- STATED PROBLEM -
List each line of the records that contains the string "Target", matching case exactly.

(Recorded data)
************

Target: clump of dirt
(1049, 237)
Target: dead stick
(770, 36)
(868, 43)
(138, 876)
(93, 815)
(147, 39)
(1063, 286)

************

- RESPONSE TO THE TASK -
Target: clump of dirt
Target: dead stick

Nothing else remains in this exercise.